Excerpted text →
====

It has been an intense week. Already on the preceding Wednesday, 12 May, had been a UNESCO conference on Traditional Knowledge. At which the mayors of the local comunes were speaking of the need to repair Tuscany's dry walls, her terraces, many destroyed in the heavy rains of the 1966 Flood, and of needing money for this. But no one knows any longer how to build dry walls or wants to work that hard. And I suggested the Roma, who have rebuilt our dry walls expertly, the whole family working together, the women holding babies in their arms telling the men where to place the stones, the brothers and husbands throwing the stones to each other and catching them, and putting them in place, and the very long wall they built in two hours having held the hill now for nine years.
Then Thursday through Saturday the European Union's Commission's European Social Fund meeting at the Ospedale degli Innocenti on Social Exclusion and Education. Again I got to speak of the Roma from Romania and the 'English' Cemetery and how excellent their work is. And how important it is to give them literacy. To my amazement one Commission member, Irini Pari, placed me on her blog.http://www.eesc.europa.eu/organisation/vicepresidents/pari/blog/template_archives_cat.asp?cat=19
And on Friday at 3:30 p.m. was the UNESCO Memory of the World Exhibition at Santa Croce. So I was madly cycling between the two and there I met Joie Springer, who will be coming here today to see the 'English' Cemetery. And one of the Memory of the World treasures was the 1840 Waitangi Treaty with the New Zealand Maori chiefs and the white settlers. Now Peter Neville and his wife came to this 'English' Cemetery in a pouring rainstorm and Peter, who is Maori, recited his genealogy back to the signer of the 1840 Waitangi Treaty and to the Maori settler from Polynesia!

====

In the account of the week, how long did it take the Roma to build the very long dry wall? Rely only on the account above for your answer.

====

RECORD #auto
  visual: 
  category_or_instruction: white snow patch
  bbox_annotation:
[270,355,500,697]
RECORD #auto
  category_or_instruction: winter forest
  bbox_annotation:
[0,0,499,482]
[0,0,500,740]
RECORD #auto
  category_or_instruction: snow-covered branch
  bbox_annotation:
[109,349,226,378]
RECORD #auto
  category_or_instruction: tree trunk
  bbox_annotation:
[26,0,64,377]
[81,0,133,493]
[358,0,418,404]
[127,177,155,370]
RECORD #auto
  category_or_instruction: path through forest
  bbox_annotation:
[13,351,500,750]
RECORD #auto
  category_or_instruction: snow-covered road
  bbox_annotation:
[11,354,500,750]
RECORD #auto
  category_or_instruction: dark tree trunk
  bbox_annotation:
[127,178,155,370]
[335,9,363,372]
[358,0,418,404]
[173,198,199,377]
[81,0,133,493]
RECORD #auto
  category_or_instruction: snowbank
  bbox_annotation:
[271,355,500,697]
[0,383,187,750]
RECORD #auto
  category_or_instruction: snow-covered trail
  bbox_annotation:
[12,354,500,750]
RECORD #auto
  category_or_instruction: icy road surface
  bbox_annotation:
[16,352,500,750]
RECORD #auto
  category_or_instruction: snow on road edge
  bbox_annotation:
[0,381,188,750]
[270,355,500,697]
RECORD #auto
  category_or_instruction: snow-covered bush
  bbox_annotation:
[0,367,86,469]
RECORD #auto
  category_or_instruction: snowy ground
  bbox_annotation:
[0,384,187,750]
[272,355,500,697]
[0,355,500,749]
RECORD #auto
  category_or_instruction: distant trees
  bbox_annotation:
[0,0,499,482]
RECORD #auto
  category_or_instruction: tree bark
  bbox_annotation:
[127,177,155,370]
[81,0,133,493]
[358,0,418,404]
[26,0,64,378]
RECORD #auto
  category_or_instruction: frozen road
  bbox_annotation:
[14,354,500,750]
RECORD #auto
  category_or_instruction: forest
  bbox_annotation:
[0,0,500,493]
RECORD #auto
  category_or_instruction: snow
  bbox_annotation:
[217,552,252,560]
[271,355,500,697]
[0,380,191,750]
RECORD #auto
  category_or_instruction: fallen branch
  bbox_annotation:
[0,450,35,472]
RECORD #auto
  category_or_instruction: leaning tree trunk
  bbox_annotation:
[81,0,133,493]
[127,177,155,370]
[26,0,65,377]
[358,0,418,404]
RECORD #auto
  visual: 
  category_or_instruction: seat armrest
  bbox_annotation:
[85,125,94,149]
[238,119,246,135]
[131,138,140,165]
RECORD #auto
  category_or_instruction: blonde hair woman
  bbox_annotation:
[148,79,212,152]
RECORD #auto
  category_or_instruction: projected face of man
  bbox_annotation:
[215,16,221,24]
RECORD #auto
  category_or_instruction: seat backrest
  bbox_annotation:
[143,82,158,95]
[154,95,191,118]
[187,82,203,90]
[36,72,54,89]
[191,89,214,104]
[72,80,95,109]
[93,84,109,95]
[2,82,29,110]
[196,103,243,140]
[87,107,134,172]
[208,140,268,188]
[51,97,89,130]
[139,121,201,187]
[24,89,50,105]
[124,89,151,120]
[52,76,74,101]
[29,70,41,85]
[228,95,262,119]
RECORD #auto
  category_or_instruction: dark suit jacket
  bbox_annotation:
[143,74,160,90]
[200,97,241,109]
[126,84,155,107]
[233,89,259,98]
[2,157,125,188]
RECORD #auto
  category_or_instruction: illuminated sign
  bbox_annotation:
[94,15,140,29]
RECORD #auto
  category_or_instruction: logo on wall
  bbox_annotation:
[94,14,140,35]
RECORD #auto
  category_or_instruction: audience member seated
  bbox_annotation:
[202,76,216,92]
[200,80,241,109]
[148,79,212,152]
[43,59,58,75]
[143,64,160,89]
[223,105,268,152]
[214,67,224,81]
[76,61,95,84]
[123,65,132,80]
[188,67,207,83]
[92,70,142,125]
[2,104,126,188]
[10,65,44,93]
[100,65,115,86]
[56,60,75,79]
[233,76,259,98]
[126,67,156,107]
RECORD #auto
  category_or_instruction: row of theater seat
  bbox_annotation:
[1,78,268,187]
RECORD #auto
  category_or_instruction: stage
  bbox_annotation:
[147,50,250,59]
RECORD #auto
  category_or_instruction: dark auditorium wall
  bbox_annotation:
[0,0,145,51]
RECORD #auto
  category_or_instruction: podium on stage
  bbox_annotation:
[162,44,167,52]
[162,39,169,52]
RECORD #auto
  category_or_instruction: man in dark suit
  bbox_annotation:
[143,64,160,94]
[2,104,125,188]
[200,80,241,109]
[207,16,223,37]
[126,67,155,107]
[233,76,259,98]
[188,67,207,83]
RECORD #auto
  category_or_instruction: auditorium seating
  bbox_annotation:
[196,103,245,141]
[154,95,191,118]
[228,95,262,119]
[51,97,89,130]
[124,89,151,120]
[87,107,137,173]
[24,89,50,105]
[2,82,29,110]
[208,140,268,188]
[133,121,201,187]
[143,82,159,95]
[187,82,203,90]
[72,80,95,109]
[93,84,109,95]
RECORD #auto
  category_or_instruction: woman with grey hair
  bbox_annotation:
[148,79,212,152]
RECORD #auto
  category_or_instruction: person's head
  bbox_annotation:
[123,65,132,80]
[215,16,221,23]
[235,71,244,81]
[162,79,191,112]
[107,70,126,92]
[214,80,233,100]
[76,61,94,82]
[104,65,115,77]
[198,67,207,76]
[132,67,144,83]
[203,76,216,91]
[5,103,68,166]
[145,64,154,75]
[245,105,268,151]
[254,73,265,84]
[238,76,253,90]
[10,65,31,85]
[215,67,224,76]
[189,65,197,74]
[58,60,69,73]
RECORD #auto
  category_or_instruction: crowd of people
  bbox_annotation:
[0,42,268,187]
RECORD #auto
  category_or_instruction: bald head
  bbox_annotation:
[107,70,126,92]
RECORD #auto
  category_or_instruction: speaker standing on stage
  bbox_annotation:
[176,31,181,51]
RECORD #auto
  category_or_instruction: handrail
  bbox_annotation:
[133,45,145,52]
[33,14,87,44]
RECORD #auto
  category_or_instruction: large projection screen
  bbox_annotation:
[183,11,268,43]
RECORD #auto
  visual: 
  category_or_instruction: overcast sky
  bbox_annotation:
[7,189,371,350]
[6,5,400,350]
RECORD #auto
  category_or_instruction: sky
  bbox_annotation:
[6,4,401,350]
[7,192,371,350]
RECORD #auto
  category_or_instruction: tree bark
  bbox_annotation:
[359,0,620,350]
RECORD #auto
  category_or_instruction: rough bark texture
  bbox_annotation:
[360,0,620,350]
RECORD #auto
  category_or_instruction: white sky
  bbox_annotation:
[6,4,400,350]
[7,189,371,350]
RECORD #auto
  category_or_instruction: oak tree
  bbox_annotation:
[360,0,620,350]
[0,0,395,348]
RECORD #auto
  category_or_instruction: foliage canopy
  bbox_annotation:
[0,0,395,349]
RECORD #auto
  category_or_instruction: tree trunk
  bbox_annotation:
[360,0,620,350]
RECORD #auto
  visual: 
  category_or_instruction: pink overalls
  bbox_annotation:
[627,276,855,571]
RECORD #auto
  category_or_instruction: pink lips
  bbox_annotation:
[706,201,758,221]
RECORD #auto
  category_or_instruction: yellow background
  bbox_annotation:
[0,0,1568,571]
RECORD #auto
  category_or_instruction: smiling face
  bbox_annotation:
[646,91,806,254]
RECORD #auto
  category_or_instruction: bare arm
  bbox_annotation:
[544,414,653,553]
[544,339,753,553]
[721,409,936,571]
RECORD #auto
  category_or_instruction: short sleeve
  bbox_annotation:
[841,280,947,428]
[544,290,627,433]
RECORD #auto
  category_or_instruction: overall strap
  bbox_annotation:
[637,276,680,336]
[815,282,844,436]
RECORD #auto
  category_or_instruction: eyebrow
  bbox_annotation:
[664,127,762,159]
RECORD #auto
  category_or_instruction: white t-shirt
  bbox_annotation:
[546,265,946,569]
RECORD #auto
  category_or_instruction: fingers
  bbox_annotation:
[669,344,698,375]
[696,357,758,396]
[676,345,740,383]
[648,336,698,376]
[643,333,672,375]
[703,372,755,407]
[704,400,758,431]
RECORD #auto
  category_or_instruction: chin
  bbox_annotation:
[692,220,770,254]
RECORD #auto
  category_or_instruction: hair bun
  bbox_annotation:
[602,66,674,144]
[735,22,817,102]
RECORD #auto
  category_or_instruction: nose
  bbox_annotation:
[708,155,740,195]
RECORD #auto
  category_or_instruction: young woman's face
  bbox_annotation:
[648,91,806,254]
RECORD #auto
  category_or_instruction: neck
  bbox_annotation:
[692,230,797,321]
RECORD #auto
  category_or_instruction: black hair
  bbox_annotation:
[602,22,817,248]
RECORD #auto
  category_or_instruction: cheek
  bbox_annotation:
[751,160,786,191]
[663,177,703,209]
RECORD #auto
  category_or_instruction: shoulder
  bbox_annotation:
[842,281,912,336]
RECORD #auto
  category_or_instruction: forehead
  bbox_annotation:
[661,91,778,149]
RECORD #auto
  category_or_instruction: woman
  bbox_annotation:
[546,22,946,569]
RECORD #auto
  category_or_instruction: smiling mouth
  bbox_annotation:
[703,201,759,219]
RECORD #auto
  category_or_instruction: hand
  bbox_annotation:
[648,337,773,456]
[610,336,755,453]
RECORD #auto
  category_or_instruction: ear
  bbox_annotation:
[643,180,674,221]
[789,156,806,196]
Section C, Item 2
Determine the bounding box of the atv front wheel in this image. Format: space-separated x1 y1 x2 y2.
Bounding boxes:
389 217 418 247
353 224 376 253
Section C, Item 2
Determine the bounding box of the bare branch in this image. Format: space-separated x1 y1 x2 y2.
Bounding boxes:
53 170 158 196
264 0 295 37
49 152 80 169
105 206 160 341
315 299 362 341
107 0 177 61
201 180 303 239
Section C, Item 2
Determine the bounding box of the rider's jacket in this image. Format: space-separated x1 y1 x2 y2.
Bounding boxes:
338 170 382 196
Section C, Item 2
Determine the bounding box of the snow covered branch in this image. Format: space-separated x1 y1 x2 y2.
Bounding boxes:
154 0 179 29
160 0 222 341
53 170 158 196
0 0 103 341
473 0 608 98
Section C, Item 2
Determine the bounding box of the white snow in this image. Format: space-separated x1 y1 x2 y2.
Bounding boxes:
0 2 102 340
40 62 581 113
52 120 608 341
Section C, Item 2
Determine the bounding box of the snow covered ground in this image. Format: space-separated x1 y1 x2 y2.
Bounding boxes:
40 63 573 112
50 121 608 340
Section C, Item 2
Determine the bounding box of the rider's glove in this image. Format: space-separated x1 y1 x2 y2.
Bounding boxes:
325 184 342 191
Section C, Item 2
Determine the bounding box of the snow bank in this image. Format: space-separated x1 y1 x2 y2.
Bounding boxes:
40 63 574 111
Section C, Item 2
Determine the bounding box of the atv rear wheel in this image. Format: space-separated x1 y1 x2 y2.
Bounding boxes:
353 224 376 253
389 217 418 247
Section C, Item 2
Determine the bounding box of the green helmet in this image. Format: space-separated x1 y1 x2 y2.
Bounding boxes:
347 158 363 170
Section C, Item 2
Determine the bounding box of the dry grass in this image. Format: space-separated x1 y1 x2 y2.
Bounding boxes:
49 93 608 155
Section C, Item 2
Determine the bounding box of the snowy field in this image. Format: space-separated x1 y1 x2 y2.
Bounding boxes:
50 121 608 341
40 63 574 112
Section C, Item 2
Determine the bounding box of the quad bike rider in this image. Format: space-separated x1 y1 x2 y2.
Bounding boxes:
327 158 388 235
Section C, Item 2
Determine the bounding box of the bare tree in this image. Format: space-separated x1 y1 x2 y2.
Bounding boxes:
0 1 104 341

====

Task answer → Two hours.